> Data listing:
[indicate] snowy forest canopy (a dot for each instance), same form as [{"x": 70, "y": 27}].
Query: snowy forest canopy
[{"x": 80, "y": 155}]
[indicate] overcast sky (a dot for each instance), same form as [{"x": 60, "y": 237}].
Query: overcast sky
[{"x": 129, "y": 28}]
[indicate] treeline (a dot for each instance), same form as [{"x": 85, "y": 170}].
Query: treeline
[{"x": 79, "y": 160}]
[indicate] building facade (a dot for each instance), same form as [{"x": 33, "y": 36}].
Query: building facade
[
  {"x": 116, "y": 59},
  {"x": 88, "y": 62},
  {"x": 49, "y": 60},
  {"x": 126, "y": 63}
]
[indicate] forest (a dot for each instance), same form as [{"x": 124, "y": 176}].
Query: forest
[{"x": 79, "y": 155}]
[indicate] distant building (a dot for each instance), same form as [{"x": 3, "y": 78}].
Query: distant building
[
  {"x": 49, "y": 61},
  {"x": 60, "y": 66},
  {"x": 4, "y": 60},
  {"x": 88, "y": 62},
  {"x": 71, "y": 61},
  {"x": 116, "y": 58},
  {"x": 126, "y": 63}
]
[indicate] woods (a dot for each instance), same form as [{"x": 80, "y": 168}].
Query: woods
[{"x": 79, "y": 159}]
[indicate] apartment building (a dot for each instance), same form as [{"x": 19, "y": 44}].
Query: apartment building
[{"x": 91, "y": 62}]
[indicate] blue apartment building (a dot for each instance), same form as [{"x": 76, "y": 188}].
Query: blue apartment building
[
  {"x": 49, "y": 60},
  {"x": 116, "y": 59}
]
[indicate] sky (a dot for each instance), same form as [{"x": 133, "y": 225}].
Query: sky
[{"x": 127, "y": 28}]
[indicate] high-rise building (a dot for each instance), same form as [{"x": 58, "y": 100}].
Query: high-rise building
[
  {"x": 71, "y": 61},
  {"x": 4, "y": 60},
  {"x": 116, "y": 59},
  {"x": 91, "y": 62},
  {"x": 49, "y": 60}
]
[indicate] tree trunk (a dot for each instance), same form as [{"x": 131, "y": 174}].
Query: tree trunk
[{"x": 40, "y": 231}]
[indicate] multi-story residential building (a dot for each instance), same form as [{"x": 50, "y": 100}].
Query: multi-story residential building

---

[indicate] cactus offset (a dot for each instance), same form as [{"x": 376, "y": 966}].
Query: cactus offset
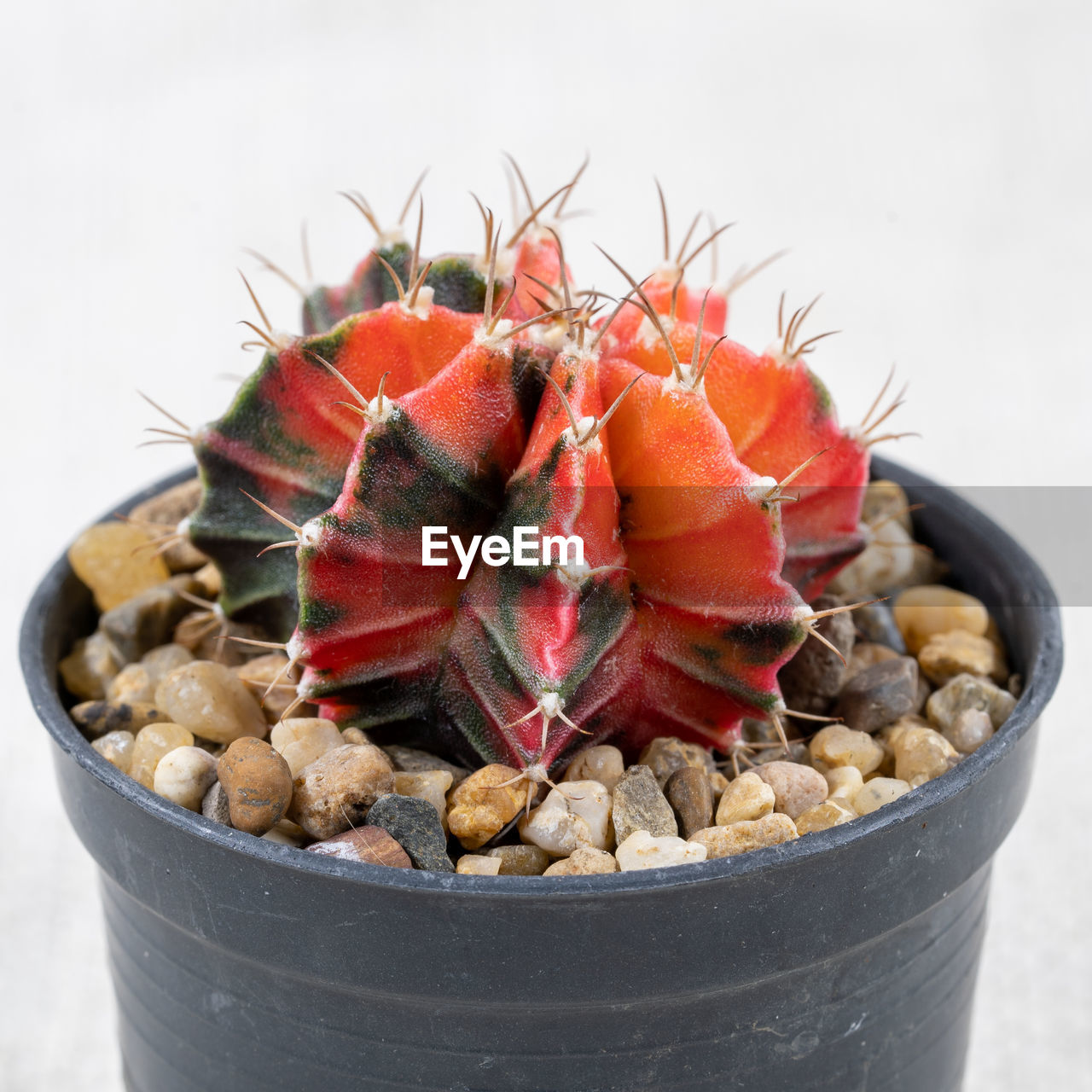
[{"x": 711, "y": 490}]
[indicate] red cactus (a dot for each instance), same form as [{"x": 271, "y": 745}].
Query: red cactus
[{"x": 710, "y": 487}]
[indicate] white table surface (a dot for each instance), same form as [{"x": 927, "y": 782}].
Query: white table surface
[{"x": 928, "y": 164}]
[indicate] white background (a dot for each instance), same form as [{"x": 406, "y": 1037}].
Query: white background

> What is required:
Give back exactly the lines above, from the line containing "[indicate] white table" through the line containing "Query: white background", with both end lines and nothing more.

> Task solution:
[indicate] white table surface (a dot for each instance), same form as [{"x": 927, "y": 782}].
Query: white table surface
[{"x": 928, "y": 164}]
[indicate] white background (a dot for each instance), same form as [{"x": 406, "y": 1037}].
Query: white background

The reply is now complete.